* Your task
Tally the lines of the data below that contain the string "hose". Reply with the number alone.

● ● ● ● ●

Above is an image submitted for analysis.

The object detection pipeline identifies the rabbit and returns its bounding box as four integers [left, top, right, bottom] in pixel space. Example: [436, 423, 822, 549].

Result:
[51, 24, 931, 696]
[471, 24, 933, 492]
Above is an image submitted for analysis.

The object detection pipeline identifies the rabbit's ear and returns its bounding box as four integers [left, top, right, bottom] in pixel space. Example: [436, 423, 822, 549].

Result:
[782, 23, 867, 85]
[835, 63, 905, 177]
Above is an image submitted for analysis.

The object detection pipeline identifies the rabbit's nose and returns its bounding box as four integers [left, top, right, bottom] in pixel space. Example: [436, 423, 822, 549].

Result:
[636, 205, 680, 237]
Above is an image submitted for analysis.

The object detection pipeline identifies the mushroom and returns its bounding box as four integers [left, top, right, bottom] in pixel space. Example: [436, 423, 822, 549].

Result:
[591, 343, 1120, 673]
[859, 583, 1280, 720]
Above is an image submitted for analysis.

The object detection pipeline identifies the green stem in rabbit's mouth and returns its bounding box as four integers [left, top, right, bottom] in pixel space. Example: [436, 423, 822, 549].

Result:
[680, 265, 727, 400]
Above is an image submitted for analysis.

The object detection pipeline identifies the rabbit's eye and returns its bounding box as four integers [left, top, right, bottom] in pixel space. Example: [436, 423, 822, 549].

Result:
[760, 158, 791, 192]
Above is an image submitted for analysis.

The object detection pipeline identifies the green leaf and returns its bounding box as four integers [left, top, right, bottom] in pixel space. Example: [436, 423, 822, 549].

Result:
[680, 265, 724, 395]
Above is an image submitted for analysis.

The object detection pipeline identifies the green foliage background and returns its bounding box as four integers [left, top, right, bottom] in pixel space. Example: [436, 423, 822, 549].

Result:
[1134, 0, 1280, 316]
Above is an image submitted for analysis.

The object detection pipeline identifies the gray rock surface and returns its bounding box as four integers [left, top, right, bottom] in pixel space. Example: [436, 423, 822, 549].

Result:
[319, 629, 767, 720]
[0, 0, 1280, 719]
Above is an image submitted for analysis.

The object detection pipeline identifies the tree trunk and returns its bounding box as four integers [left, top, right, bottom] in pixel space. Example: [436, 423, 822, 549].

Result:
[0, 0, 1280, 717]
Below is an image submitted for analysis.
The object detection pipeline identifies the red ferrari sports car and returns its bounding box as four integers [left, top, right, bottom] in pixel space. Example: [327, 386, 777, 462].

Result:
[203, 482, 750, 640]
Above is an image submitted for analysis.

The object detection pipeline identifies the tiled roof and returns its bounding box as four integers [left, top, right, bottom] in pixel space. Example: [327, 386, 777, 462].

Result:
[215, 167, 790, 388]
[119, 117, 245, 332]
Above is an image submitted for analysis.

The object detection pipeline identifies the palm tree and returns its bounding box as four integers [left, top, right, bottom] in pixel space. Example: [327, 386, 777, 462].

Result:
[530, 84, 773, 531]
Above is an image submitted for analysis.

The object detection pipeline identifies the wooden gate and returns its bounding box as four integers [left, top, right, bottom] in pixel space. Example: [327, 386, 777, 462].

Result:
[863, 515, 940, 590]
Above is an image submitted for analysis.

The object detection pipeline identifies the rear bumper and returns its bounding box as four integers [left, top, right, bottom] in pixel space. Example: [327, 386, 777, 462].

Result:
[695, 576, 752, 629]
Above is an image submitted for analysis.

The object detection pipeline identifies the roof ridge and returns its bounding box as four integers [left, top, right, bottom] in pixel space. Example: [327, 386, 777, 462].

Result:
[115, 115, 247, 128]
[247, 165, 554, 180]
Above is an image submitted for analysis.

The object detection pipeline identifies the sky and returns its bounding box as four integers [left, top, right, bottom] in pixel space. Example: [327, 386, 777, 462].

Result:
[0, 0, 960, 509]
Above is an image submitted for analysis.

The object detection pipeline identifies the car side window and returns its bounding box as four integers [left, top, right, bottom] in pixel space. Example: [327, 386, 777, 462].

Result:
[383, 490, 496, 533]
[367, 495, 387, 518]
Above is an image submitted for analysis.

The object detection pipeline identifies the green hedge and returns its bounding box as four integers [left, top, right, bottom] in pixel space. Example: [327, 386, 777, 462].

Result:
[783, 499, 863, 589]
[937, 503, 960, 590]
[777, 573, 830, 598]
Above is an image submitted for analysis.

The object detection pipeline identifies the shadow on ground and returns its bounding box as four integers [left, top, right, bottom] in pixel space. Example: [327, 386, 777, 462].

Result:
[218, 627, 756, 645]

● ● ● ● ●

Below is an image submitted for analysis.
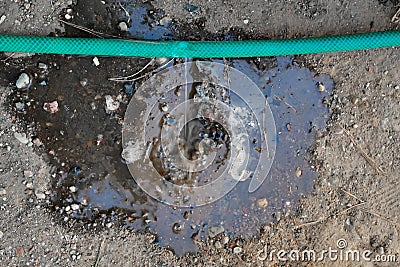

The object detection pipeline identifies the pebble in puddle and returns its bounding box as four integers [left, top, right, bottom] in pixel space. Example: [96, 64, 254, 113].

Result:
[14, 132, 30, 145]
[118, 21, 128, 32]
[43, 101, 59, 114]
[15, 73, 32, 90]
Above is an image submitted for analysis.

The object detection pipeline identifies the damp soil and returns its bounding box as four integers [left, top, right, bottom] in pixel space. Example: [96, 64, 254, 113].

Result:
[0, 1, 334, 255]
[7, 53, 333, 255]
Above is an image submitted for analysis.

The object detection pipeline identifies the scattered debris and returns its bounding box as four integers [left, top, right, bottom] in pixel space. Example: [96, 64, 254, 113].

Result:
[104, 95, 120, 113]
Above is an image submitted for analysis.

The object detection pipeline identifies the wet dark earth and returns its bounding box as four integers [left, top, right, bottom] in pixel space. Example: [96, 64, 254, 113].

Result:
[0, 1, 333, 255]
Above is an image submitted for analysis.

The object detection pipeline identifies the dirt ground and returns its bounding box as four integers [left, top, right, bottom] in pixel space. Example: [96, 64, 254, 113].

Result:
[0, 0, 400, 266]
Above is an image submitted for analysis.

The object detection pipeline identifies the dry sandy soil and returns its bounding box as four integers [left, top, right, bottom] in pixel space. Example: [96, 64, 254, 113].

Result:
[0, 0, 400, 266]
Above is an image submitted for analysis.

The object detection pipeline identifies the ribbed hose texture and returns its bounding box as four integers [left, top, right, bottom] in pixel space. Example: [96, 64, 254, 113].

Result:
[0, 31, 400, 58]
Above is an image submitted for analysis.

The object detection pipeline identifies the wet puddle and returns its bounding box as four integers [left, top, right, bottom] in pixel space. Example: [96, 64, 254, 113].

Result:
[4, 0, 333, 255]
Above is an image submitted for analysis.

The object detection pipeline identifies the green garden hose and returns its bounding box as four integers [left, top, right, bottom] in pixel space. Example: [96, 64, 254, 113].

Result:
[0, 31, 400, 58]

● ● ● ● ●

* Result of the task
2